## Aim of the exercise
Rewrite the section of the conversation about forgiveness that begins at "He started to" and stops after "you, Anca ….", putting "weep" in place of "cry".

## Selected extract
────────────────────
He said: “Yes, I always heard about these things, but I never believed it can be for real. Now you say me this again …. You are right, you know?

Yes, I know …. I also was almost dead …. and I am not sure I survived yet.

As he told me that he will never be able to forgive all those people who were bad ….. I told him: “If you do not forgive and go on, you will carry this luggage of fury and frustration all your life long. What do you get for it? Being in bad mood and living in a past you cannot change, right?

Yes, the same thing I was told by a priest last month. A very kind man. He helped me a lot. He helped me to find this apartment now, you know? I asked him, why is he doing all these things for me …..

And I said to him: “Love. Unconditional love. This is all we need.


He started to cry and said to me: “I see. I was told about this before. Many times. I never believed it. It is difficult. It is very difficult to forgive and to love. Thank you, I should meet you more often, I have a lot to learn from you, Anca ….
────────────────────
## Supplied data
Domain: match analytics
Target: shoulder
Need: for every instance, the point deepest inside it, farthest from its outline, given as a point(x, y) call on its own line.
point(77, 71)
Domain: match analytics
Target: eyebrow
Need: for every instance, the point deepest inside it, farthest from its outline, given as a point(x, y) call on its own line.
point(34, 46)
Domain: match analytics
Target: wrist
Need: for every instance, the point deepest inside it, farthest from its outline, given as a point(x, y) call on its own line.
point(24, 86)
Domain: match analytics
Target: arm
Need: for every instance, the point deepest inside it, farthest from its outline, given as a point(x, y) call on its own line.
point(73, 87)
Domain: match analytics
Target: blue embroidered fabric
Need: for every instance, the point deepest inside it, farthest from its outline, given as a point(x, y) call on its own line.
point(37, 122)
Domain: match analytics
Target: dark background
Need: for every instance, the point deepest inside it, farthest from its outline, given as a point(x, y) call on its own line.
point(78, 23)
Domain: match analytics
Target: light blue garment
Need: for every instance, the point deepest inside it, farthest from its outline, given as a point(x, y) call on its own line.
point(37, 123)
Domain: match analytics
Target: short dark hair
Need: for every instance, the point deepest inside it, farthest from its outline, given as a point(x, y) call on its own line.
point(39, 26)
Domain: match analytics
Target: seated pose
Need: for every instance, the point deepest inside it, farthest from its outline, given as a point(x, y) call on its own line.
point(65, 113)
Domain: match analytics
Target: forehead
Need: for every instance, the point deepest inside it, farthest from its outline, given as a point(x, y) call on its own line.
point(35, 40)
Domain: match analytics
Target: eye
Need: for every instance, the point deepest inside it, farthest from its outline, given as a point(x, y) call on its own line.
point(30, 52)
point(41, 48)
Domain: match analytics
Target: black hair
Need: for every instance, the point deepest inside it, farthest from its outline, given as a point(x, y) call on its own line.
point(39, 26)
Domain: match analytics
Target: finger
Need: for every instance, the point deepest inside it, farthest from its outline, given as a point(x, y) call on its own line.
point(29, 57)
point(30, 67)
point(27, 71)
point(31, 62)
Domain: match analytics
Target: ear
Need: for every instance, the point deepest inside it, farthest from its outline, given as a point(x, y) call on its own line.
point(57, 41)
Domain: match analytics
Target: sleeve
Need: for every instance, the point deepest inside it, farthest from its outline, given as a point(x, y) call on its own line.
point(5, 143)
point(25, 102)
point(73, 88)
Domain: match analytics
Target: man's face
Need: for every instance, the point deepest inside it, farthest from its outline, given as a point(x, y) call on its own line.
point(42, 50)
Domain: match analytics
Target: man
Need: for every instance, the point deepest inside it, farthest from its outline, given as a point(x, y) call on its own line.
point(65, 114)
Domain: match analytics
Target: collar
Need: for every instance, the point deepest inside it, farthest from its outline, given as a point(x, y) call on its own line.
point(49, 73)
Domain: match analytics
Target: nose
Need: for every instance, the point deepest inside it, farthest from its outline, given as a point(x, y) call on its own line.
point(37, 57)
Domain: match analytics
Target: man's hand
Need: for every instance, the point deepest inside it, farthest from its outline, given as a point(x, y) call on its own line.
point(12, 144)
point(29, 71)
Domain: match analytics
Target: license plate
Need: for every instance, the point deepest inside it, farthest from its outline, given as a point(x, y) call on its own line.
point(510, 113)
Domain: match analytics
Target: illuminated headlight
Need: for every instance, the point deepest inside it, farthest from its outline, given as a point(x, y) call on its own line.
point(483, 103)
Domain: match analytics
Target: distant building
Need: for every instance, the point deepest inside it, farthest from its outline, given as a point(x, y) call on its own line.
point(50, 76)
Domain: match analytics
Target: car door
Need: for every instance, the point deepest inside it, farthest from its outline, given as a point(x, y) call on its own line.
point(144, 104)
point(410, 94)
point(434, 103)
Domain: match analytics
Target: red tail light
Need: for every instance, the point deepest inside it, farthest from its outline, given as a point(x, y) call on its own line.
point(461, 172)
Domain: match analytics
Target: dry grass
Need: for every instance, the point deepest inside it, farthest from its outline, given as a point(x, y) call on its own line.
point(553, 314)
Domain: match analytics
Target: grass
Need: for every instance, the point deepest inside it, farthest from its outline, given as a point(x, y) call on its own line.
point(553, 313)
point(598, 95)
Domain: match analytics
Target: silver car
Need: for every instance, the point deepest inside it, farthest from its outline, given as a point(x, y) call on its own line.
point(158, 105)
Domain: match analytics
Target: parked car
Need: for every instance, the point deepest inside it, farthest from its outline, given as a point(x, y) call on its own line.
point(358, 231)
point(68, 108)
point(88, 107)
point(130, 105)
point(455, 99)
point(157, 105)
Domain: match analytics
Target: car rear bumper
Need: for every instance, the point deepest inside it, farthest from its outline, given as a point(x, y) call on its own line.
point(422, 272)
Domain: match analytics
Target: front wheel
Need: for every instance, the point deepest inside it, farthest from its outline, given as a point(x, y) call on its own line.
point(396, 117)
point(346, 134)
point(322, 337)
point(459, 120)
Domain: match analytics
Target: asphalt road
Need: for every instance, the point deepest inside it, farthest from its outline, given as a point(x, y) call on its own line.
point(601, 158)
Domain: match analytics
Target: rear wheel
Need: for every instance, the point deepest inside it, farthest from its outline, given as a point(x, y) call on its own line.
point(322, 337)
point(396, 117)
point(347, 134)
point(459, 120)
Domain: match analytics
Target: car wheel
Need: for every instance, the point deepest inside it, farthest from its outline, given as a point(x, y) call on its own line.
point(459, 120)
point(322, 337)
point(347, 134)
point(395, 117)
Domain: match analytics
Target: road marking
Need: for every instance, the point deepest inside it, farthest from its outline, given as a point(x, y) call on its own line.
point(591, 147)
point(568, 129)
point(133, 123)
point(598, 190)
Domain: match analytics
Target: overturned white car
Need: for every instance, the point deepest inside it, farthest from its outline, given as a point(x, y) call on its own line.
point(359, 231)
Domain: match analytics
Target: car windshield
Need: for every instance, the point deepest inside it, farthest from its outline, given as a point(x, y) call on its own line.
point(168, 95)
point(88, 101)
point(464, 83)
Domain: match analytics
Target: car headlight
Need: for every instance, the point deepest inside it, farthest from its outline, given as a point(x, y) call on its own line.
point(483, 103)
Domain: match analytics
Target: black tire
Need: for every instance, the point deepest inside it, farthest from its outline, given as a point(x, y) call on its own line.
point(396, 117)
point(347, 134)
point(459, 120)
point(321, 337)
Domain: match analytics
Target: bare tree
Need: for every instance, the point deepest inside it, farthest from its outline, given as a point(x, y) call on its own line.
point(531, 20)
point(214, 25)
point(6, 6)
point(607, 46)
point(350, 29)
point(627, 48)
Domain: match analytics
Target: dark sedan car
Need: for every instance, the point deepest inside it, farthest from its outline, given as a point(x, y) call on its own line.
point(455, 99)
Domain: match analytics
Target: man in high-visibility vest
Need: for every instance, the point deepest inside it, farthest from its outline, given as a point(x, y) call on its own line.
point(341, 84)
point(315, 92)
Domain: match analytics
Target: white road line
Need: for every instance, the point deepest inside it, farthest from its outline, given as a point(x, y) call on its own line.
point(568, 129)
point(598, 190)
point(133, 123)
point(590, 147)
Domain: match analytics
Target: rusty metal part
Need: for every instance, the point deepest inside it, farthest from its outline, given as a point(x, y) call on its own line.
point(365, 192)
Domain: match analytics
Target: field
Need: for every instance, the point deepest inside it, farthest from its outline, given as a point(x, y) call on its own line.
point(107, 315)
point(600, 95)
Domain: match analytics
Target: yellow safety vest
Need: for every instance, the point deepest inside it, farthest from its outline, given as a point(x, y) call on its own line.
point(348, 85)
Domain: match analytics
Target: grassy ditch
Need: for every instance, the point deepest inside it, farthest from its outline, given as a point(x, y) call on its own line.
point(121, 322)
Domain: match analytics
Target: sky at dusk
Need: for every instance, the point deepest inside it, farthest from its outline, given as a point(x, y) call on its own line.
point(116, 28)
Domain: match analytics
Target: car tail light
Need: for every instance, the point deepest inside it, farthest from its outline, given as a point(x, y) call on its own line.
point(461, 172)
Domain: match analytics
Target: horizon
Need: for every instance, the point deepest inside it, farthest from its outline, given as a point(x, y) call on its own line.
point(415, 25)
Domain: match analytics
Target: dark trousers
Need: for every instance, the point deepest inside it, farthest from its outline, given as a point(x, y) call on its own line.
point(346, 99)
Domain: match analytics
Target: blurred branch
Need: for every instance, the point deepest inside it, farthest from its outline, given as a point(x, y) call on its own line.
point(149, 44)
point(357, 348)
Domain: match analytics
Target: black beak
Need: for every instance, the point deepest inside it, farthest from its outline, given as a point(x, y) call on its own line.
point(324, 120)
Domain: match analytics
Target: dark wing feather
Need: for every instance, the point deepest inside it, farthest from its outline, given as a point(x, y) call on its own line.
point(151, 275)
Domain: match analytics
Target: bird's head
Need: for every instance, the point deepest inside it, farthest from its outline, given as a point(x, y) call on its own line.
────────────────────
## Solution for this task
He started to weep and said to me: “I see. I was told about this before. Many times. I never believed it. It is difficult. It is very difficult to forgive and to love. Thank you, I should meet you more often, I have a lot to learn from you, Anca ….